** Begin **

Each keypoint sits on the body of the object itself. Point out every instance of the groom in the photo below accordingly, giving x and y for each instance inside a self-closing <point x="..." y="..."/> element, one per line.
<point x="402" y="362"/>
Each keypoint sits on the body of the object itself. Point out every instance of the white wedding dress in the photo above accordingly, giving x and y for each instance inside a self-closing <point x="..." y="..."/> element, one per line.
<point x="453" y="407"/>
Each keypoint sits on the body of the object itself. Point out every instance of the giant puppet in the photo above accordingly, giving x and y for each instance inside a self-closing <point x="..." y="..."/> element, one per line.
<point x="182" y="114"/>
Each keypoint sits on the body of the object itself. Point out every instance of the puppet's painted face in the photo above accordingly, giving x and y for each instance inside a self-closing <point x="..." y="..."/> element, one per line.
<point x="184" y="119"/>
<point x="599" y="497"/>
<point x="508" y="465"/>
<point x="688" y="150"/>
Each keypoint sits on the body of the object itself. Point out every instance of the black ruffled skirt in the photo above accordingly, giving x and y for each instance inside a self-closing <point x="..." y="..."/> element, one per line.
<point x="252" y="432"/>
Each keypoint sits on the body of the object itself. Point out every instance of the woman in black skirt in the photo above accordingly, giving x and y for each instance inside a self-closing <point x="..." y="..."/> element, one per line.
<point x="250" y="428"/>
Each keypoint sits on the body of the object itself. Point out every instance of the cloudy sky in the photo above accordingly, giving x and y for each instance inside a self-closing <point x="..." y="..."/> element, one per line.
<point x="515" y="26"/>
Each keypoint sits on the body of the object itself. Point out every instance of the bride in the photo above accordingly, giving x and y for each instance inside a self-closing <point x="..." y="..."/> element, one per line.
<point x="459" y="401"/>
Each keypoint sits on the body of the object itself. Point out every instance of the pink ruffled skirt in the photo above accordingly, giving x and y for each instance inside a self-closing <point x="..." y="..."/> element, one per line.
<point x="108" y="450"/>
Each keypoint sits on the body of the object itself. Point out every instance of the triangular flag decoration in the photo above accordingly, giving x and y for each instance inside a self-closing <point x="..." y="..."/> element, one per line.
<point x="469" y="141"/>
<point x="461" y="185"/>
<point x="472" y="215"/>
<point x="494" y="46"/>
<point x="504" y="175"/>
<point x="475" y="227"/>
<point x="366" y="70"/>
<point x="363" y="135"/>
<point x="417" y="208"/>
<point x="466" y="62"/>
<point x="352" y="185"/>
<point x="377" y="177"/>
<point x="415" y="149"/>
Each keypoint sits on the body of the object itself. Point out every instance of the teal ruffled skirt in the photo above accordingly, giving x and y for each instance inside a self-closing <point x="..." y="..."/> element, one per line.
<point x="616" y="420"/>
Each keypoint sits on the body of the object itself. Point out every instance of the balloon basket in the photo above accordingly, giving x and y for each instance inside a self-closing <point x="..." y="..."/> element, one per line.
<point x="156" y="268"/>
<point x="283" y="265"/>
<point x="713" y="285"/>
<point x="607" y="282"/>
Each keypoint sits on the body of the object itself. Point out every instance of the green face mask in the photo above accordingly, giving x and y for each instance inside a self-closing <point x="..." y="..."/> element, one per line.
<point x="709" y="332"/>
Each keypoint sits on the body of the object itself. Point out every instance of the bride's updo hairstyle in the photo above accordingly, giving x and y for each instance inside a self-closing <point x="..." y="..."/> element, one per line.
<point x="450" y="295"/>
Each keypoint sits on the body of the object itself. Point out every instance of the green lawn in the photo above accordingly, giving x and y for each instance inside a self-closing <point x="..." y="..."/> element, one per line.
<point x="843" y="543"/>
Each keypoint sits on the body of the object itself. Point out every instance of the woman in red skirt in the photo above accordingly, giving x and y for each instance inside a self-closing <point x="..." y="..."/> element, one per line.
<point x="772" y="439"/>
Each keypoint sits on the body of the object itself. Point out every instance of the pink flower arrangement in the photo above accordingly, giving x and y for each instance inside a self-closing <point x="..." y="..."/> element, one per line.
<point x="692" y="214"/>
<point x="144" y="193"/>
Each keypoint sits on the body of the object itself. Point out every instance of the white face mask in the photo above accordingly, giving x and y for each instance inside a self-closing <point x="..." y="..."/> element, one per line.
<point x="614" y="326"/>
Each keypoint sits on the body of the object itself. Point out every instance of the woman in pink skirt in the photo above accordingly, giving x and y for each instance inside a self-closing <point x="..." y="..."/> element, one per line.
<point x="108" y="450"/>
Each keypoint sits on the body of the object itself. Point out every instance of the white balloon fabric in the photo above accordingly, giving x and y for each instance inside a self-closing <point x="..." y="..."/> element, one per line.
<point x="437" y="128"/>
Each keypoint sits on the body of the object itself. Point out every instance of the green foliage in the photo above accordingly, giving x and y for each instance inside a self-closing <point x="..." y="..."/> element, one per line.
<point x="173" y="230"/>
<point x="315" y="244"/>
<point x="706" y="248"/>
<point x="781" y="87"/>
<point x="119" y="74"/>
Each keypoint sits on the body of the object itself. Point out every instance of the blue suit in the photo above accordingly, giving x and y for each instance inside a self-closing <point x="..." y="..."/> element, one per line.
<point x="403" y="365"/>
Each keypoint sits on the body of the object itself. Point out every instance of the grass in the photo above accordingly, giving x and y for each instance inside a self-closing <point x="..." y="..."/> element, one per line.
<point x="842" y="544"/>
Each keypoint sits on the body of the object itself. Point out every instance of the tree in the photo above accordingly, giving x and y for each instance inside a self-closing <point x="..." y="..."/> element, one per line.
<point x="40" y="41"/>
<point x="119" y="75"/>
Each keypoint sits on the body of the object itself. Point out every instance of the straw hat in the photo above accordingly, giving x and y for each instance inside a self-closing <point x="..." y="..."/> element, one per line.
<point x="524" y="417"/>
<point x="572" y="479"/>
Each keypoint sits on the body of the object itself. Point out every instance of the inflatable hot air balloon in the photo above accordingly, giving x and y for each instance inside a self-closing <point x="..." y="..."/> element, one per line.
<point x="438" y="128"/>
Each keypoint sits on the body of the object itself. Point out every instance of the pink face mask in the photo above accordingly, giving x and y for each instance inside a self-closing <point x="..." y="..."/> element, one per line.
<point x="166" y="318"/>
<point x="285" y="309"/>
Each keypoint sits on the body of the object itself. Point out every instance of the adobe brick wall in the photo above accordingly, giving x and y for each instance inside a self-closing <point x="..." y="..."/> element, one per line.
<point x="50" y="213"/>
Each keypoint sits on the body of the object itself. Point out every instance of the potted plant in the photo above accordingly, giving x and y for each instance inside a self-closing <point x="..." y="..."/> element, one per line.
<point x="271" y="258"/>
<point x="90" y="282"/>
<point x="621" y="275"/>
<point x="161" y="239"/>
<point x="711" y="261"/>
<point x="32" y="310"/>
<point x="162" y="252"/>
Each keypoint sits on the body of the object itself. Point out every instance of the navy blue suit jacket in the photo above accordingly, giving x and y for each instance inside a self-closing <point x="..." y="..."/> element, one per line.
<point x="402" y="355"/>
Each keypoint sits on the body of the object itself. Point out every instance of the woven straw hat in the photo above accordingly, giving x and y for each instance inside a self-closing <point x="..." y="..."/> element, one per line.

** End **

**WHAT TO PRODUCE**
Starting with the line that contains "of the adobe", repeat each line through the last one exactly as it appears. Include both ends and nothing more.

**WRITTEN SOLUTION**
Each keypoint sits on the body of the object itself. Point out every instance of the adobe brick wall in the photo above accordingly, giving x and y for each instance inside a self-closing <point x="..." y="..."/> element, one per line.
<point x="50" y="213"/>
Each keypoint sits on the body of the object itself. Point out every instance of the potted plant in the photo above accordingly, giving x and y for each instance inside a self-closing <point x="..." y="..."/> element, one per line.
<point x="271" y="258"/>
<point x="90" y="282"/>
<point x="621" y="275"/>
<point x="161" y="239"/>
<point x="711" y="261"/>
<point x="32" y="310"/>
<point x="162" y="252"/>
Each keypoint sits on the body of the object itself. Point out every instance of the navy blue suit jacket in the photo above accordingly, giving x and y for each instance inside a self-closing <point x="..." y="..."/> element, one per line.
<point x="402" y="355"/>
Each keypoint sits on the body of the object itself. Point out every instance of the woven straw hat in the photo above accordingly, giving x and y for each instance inside a self-closing <point x="..." y="..."/> element, one per line.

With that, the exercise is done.